> [INSTRUCTIONS TO FOLLOW]
In the listing below, find the line with "A single pin marks each instance of the iron", then repeat exactly every line from the top through that one.

> [SUPPLIED RECORDS]
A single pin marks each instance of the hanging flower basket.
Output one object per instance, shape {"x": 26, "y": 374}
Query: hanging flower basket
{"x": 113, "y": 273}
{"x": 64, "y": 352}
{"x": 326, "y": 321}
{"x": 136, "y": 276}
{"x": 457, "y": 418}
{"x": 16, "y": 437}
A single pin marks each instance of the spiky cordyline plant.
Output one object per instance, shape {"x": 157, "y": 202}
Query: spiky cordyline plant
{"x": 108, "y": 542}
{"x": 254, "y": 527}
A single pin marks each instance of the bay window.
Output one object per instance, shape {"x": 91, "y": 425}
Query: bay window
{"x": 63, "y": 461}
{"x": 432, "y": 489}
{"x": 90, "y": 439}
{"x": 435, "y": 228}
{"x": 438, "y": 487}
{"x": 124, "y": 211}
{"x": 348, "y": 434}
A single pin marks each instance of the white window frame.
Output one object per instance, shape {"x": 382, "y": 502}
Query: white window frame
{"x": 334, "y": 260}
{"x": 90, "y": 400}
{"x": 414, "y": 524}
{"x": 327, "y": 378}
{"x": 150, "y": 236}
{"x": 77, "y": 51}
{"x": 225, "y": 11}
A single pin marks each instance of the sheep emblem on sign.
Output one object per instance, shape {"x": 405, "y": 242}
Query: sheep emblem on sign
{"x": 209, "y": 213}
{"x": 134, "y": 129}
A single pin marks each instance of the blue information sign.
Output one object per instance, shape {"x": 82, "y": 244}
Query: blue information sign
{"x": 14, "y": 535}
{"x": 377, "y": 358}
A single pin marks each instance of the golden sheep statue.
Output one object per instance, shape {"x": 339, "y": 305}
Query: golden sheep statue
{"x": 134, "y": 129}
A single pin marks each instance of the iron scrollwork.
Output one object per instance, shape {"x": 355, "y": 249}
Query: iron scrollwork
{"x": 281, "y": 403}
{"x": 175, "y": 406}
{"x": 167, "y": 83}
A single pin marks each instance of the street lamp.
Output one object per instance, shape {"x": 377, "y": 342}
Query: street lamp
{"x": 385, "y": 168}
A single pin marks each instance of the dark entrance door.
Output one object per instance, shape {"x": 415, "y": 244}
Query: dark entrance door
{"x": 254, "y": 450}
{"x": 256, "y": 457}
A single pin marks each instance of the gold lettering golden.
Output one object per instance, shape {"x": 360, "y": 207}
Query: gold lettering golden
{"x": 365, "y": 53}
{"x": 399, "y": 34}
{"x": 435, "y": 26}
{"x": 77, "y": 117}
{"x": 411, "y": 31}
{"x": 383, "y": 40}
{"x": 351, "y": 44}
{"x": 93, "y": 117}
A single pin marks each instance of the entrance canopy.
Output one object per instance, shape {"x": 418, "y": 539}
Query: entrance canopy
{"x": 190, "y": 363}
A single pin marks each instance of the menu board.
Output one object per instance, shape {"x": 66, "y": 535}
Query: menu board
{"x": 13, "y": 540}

> [TASK RESULT]
A single pin marks each instance of the hanging flower basket.
Output one object per instance, shape {"x": 26, "y": 374}
Query: hanging flower basket
{"x": 113, "y": 273}
{"x": 64, "y": 352}
{"x": 326, "y": 321}
{"x": 136, "y": 276}
{"x": 457, "y": 418}
{"x": 16, "y": 437}
A single pin marks each instance of the spiky cordyline plant.
Output one object per instance, shape {"x": 157, "y": 202}
Query: spiky cordyline plant
{"x": 108, "y": 542}
{"x": 254, "y": 527}
A single pin marks each instance of the bay window.
Output one object per instance, shape {"x": 91, "y": 425}
Query: bay window
{"x": 63, "y": 461}
{"x": 432, "y": 489}
{"x": 90, "y": 439}
{"x": 435, "y": 228}
{"x": 438, "y": 487}
{"x": 124, "y": 211}
{"x": 348, "y": 434}
A single pin marks each instance of the white window frame.
Output one object per instance, shape {"x": 382, "y": 502}
Query: white window frame
{"x": 334, "y": 260}
{"x": 90, "y": 400}
{"x": 414, "y": 524}
{"x": 327, "y": 378}
{"x": 150, "y": 236}
{"x": 77, "y": 51}
{"x": 225, "y": 11}
A single pin marks each instance of the sheep emblem on sign.
Output one object per instance, shape {"x": 405, "y": 242}
Query: sheep emblem on sign
{"x": 209, "y": 213}
{"x": 134, "y": 129}
A single pin marks each instance of the blue information sign.
Output one object per instance, shape {"x": 82, "y": 244}
Query: blue information sign
{"x": 14, "y": 535}
{"x": 377, "y": 358}
A single pin marks each instance of the golden sheep statue.
Output one object per instance, shape {"x": 339, "y": 305}
Query: golden sheep statue
{"x": 134, "y": 129}
A single pin marks each instance of the iron scrollwork.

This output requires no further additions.